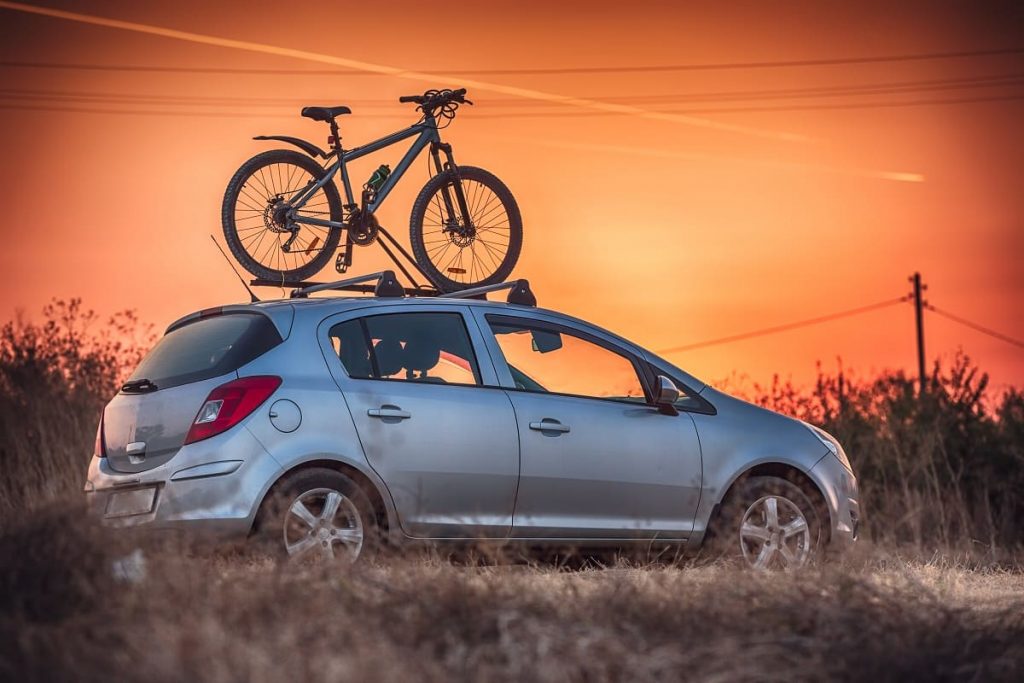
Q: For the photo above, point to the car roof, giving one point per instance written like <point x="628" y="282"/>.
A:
<point x="283" y="312"/>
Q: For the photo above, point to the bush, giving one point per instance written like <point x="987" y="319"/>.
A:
<point x="55" y="377"/>
<point x="943" y="469"/>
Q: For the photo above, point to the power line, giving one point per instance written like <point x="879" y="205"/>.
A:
<point x="827" y="61"/>
<point x="784" y="328"/>
<point x="891" y="87"/>
<point x="511" y="115"/>
<point x="788" y="108"/>
<point x="974" y="326"/>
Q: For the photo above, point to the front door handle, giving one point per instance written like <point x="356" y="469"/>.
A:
<point x="389" y="412"/>
<point x="549" y="425"/>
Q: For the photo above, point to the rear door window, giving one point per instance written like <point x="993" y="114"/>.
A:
<point x="209" y="347"/>
<point x="415" y="347"/>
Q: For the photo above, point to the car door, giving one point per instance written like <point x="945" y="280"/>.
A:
<point x="596" y="459"/>
<point x="445" y="445"/>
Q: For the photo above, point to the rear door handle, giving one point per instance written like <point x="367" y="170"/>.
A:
<point x="389" y="412"/>
<point x="549" y="425"/>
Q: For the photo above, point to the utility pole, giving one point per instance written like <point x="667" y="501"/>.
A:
<point x="919" y="308"/>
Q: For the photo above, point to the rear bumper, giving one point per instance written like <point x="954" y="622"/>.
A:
<point x="840" y="488"/>
<point x="212" y="487"/>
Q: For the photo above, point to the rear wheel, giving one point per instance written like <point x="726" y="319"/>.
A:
<point x="255" y="218"/>
<point x="458" y="254"/>
<point x="767" y="523"/>
<point x="318" y="515"/>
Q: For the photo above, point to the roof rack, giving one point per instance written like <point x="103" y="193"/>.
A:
<point x="387" y="286"/>
<point x="519" y="293"/>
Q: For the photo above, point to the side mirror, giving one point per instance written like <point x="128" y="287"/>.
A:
<point x="666" y="395"/>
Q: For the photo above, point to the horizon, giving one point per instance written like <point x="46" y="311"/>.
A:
<point x="672" y="223"/>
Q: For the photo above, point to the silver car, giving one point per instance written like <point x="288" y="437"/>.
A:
<point x="334" y="426"/>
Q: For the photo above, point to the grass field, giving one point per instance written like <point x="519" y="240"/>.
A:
<point x="872" y="616"/>
<point x="941" y="476"/>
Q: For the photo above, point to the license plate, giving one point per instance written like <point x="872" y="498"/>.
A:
<point x="135" y="502"/>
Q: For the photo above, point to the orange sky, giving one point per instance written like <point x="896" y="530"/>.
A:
<point x="663" y="230"/>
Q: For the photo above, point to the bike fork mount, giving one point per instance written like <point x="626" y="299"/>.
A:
<point x="428" y="289"/>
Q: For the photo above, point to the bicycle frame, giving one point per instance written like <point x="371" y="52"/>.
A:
<point x="428" y="135"/>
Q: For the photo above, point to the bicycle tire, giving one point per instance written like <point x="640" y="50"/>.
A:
<point x="235" y="243"/>
<point x="504" y="195"/>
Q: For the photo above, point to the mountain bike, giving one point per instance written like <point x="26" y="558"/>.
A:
<point x="283" y="215"/>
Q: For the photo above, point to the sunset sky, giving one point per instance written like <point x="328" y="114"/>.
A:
<point x="723" y="200"/>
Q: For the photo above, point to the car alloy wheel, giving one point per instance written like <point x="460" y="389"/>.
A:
<point x="774" y="534"/>
<point x="325" y="523"/>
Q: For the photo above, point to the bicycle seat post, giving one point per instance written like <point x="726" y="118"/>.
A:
<point x="335" y="136"/>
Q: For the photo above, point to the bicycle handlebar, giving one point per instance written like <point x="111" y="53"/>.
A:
<point x="434" y="98"/>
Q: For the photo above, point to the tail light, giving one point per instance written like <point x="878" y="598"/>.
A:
<point x="230" y="403"/>
<point x="99" y="449"/>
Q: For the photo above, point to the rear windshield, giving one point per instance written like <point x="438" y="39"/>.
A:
<point x="209" y="347"/>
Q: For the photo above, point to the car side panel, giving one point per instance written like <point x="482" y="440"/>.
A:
<point x="326" y="430"/>
<point x="453" y="466"/>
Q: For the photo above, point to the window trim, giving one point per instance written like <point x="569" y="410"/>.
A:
<point x="546" y="326"/>
<point x="360" y="319"/>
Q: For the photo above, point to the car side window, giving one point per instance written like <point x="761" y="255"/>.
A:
<point x="556" y="360"/>
<point x="415" y="347"/>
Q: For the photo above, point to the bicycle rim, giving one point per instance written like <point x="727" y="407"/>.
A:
<point x="458" y="254"/>
<point x="260" y="230"/>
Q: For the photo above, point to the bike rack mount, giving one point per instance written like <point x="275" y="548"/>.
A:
<point x="358" y="284"/>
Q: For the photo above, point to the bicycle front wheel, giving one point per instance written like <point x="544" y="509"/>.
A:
<point x="255" y="217"/>
<point x="456" y="251"/>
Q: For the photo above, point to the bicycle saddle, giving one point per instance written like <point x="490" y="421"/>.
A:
<point x="324" y="113"/>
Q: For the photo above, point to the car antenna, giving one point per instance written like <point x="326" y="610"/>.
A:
<point x="252" y="297"/>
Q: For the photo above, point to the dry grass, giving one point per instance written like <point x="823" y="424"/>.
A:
<point x="941" y="479"/>
<point x="876" y="617"/>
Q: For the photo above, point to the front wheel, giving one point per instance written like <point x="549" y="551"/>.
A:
<point x="256" y="219"/>
<point x="456" y="251"/>
<point x="767" y="523"/>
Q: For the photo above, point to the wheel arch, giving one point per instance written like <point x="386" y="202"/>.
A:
<point x="380" y="500"/>
<point x="791" y="473"/>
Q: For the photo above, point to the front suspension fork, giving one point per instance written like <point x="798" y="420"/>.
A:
<point x="460" y="195"/>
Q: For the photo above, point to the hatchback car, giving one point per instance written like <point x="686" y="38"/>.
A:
<point x="331" y="426"/>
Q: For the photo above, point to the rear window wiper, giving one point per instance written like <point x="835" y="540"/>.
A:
<point x="138" y="386"/>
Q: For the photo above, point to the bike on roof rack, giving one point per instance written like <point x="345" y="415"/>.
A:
<point x="283" y="215"/>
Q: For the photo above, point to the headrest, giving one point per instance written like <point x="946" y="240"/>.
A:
<point x="389" y="356"/>
<point x="422" y="353"/>
<point x="355" y="357"/>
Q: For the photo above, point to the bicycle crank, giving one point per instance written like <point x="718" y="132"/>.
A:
<point x="363" y="228"/>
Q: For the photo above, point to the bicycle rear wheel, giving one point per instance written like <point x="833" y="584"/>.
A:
<point x="457" y="255"/>
<point x="254" y="210"/>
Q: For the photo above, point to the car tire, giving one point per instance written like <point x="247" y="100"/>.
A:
<point x="317" y="514"/>
<point x="766" y="522"/>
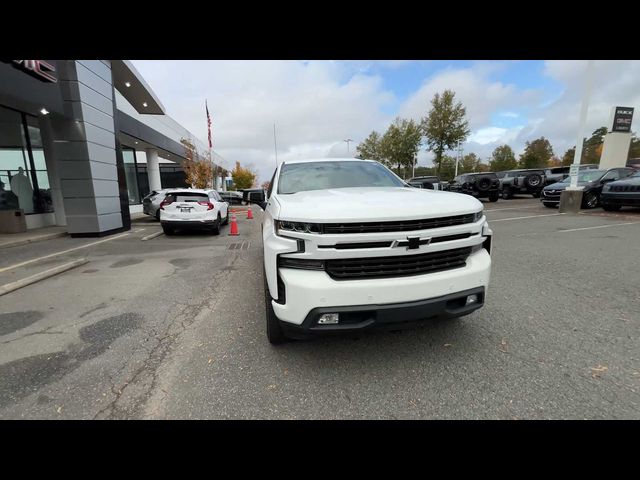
────────────────
Where pictures appear, skip them and transcribe all other material word for word.

- RESULT OF THE EXERCISE
Q: For the photo above, point to the car roof, giving one point per instance written like <point x="628" y="282"/>.
A:
<point x="283" y="312"/>
Q: For the photo above, point to the bush, giving one point per instance written like <point x="987" y="319"/>.
A:
<point x="55" y="377"/>
<point x="943" y="469"/>
Q: For the photo above, point to the power line, giving one point per instance written like <point x="879" y="205"/>.
A:
<point x="827" y="61"/>
<point x="784" y="328"/>
<point x="891" y="87"/>
<point x="511" y="115"/>
<point x="788" y="108"/>
<point x="974" y="326"/>
Q: For the photo above, point to the front door handle, giving one point per instance written like <point x="356" y="469"/>.
A:
<point x="389" y="412"/>
<point x="549" y="425"/>
Q: For the photo above, point to the rear door window, giving one point per instance written like <point x="993" y="114"/>.
A:
<point x="209" y="347"/>
<point x="415" y="347"/>
Q: For the photo above, point to the car door, giving one point per instance written like <point x="945" y="280"/>.
A:
<point x="596" y="459"/>
<point x="445" y="445"/>
Q: For the photo above, point to the rear door handle, giving one point per instance written like <point x="367" y="170"/>.
A:
<point x="389" y="412"/>
<point x="549" y="425"/>
Q: For the photo above, point to the utility pole, giving one point per instance written like <point x="667" y="501"/>.
A:
<point x="919" y="308"/>
Q: For the photo above, point to the rear bumper, giving one point per instance written like <point x="954" y="622"/>.
A:
<point x="840" y="488"/>
<point x="212" y="487"/>
Q: For the photo above, point to the rear wheel, giving one point per instance written like <point x="726" y="319"/>.
A:
<point x="255" y="218"/>
<point x="458" y="254"/>
<point x="767" y="523"/>
<point x="318" y="515"/>
Q: For the photo above, point to the roof rack, giving one point per instance written like <point x="103" y="193"/>.
A:
<point x="387" y="286"/>
<point x="519" y="293"/>
Q: For the photo above, point to the side mirror, giving one point per instance written like <point x="128" y="287"/>.
A:
<point x="666" y="395"/>
Q: For the photo above, point to the horizon, giving one point per instance written like <point x="46" y="311"/>.
A:
<point x="672" y="223"/>
Q: For the photo above, point to the silver car, giving one point per instance written like <point x="288" y="437"/>.
A:
<point x="334" y="426"/>
Q: For the photo above, point to the grass field, giving one point per instance written like <point x="519" y="240"/>.
A:
<point x="872" y="616"/>
<point x="941" y="476"/>
Q: For the photo above, point to the license plate, giving one point per instance written like <point x="872" y="498"/>.
A:
<point x="135" y="502"/>
Q: For the photo above, point to the orange sky, giving one point per instance written like <point x="896" y="530"/>.
A:
<point x="663" y="230"/>
Q: For the photo above, point to the bike fork mount, giving one point per instance written like <point x="626" y="299"/>.
A:
<point x="428" y="289"/>
Q: For the photo above, point to the bicycle frame, giving one point per instance written like <point x="371" y="52"/>.
A:
<point x="428" y="135"/>
Q: For the photo above, point to the bicycle tire, giving one point per instance written like <point x="640" y="50"/>.
A:
<point x="235" y="243"/>
<point x="504" y="195"/>
Q: For the photo above, point to the mountain bike, giving one point per instance written like <point x="26" y="558"/>.
A:
<point x="283" y="215"/>
Q: For the photo above, point to the sunset sky, giving one point per instance written like <point x="328" y="114"/>.
A:
<point x="723" y="200"/>
Q: For the photo above, point to the car alloy wheel, giving one point per instance written like <point x="460" y="389"/>.
A:
<point x="774" y="534"/>
<point x="325" y="523"/>
Q: For the photo above, point to the bicycle seat post, giving one point per instance written like <point x="726" y="118"/>.
A:
<point x="335" y="136"/>
Q: For the photo above, point to the bicycle handlebar, giving one point per instance written like <point x="111" y="53"/>.
A:
<point x="434" y="98"/>
Q: For the photo above, point to the tail light, giving one point per instance written like <point x="878" y="598"/>.
A:
<point x="230" y="403"/>
<point x="99" y="449"/>
Q: For the photo above, point to the rear windshield, giving one point per instance written like <point x="438" y="39"/>.
A:
<point x="209" y="347"/>
Q: For the photo above, point to the car side panel, giving one point per instance written like <point x="482" y="440"/>.
A:
<point x="326" y="430"/>
<point x="453" y="466"/>
Q: For the photo above, point to the window trim, giving one point per instance written like <point x="569" y="410"/>.
A:
<point x="546" y="326"/>
<point x="360" y="319"/>
Q: For the photo above, point to the car side window, giving one point per instance written like <point x="761" y="255"/>.
A:
<point x="556" y="360"/>
<point x="415" y="347"/>
Q: For the photo above, point to the bicycle rim, giving one point per instance written like <point x="727" y="407"/>.
A:
<point x="458" y="254"/>
<point x="260" y="230"/>
Q: For the photo above, point to the bike rack mount, giving one point per instance written like <point x="275" y="548"/>.
A:
<point x="358" y="284"/>
Q: For the photo above, point to the bicycle front wheel, giving one point per instance written like <point x="544" y="509"/>.
A:
<point x="255" y="217"/>
<point x="456" y="251"/>
Q: For the photo above, point to the bicycle saddle, giving one point per instance written like <point x="490" y="421"/>.
A:
<point x="324" y="113"/>
Q: For the photo above, point to the car antenna, giving one point per instance written like <point x="326" y="610"/>.
A:
<point x="252" y="297"/>
Q: For the photo above, point to the dry grass, giving one point per instance written like <point x="823" y="424"/>.
A:
<point x="941" y="479"/>
<point x="876" y="617"/>
Q: For the photo above, point to the front wheel, giving one point per instance written like <point x="549" y="551"/>.
A:
<point x="256" y="219"/>
<point x="456" y="251"/>
<point x="767" y="523"/>
Q: For the photo above, point to the wheel arch, giving one point per instance written like <point x="386" y="202"/>.
A:
<point x="380" y="500"/>
<point x="791" y="473"/>
Q: For the photo above, point to the front suspension fork, giving one point per instance written like <point x="798" y="420"/>.
A:
<point x="460" y="195"/>
Q: For the photo above, point to the hatchback car, giving one point per instance written like <point x="686" y="38"/>.
A:
<point x="331" y="426"/>
Q: For the photo above, point to the rear window wiper, giving one point per instance written like <point x="835" y="540"/>.
A:
<point x="138" y="386"/>
Q: For the photo above, point to the bike on roof rack, giving one point per instance written like <point x="345" y="415"/>.
A:
<point x="283" y="215"/>
Q: For the photo above, point to the headrest, giving one point per instance written like <point x="946" y="240"/>.
A:
<point x="389" y="356"/>
<point x="422" y="353"/>
<point x="355" y="357"/>
Q: For the photo above, point to the bicycle crank, giving one point per instance written like <point x="718" y="132"/>.
A:
<point x="363" y="228"/>
Q: For the photo above, point to the bicycle rear wheel, giving one point per instance written like <point x="833" y="584"/>.
A:
<point x="457" y="255"/>
<point x="254" y="210"/>
Q: For the photo above, point to the car tire, giving one point per instance written like <point x="247" y="100"/>.
A:
<point x="317" y="514"/>
<point x="766" y="522"/>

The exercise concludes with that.